Start of Block
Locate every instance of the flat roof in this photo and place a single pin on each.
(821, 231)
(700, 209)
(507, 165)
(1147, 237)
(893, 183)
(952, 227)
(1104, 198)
End of Block
* [Your assignment] Output the data above without altering a line.

* [Written solution]
Locate every instance of the flat roof in this photo and place a single pin on each.
(821, 231)
(700, 209)
(507, 165)
(1147, 237)
(893, 183)
(952, 227)
(1104, 198)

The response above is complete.